** Aim **
Reproduce as a JSON list of strings every line from the one containing "What are the box coordinates for the vertical" through the end of the records, both ends included, with one string per line and blank lines omitted.

--------------------------------------------------

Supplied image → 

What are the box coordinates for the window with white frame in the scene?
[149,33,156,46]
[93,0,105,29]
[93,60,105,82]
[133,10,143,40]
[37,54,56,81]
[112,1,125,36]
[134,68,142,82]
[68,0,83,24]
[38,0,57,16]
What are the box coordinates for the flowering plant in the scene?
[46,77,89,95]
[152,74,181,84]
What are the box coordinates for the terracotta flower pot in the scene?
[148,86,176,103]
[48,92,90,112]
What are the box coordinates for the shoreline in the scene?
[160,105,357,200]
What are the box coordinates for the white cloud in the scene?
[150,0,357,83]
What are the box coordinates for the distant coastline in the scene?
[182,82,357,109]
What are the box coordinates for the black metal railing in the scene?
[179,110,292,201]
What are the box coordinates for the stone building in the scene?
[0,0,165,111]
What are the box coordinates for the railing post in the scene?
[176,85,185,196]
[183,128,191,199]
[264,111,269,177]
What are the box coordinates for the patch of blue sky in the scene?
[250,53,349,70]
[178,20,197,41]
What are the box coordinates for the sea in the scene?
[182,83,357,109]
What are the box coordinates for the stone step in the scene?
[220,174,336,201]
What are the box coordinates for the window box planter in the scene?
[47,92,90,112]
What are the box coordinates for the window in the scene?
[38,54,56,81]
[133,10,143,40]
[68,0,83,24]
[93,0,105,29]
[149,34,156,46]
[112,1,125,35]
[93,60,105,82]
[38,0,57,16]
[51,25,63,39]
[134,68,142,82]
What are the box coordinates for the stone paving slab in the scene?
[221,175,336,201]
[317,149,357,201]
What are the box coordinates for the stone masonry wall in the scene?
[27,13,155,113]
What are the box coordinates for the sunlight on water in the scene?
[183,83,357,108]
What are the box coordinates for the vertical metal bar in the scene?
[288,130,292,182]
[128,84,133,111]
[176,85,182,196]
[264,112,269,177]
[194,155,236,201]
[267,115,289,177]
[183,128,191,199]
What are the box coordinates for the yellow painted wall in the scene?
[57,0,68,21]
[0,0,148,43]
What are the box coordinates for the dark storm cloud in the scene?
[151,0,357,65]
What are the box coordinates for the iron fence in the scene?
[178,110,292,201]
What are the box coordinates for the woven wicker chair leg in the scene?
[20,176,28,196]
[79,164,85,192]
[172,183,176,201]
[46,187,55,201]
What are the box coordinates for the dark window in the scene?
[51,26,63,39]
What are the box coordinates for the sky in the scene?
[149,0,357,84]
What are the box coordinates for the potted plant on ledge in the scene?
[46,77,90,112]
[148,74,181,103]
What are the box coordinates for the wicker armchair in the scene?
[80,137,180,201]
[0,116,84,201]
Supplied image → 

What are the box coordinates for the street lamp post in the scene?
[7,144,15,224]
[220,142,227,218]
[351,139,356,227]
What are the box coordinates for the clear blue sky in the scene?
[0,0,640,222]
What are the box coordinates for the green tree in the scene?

--------------------------------------------------

** Exercise response **
[
  "What are the box coordinates for the vertical metal bar in the scene?",
  "[288,130,292,182]",
  "[128,84,133,111]",
  "[176,85,182,196]",
  "[264,112,269,177]",
  "[194,155,236,201]",
  "[267,115,289,177]",
  "[183,128,191,199]",
  "What are the box coordinates for the yellow painted wall in the scene?",
  "[57,0,68,21]",
  "[0,0,148,43]",
  "What are the box coordinates for the dark storm cloud in the scene?",
  "[151,0,357,65]",
  "What are the box coordinates for the iron fence in the scene?",
  "[178,110,292,201]",
  "What are the box coordinates for the woven wicker chair leg in the scene?",
  "[20,176,28,196]",
  "[79,164,85,192]",
  "[172,183,176,201]",
  "[46,187,55,201]",
  "What are the box coordinates for the dark window in the scene?",
  "[51,26,63,39]",
  "What are the box coordinates for the sky in the scene?",
  "[149,0,357,84]",
  "What are the box coordinates for the potted plant on ledge in the scene?",
  "[46,77,90,112]",
  "[148,74,181,103]",
  "What are the box coordinates for the wicker armchair in the scene?",
  "[80,137,180,201]",
  "[0,116,84,201]",
  "Supplied image → ",
  "What are the box coordinates for the street lamp post in the scene?",
  "[7,144,15,224]",
  "[220,142,227,218]",
  "[351,139,356,227]",
  "What are the box coordinates for the clear blue sky in the scene?",
  "[0,0,640,222]",
  "What are the box coordinates for the green tree in the scene?"
]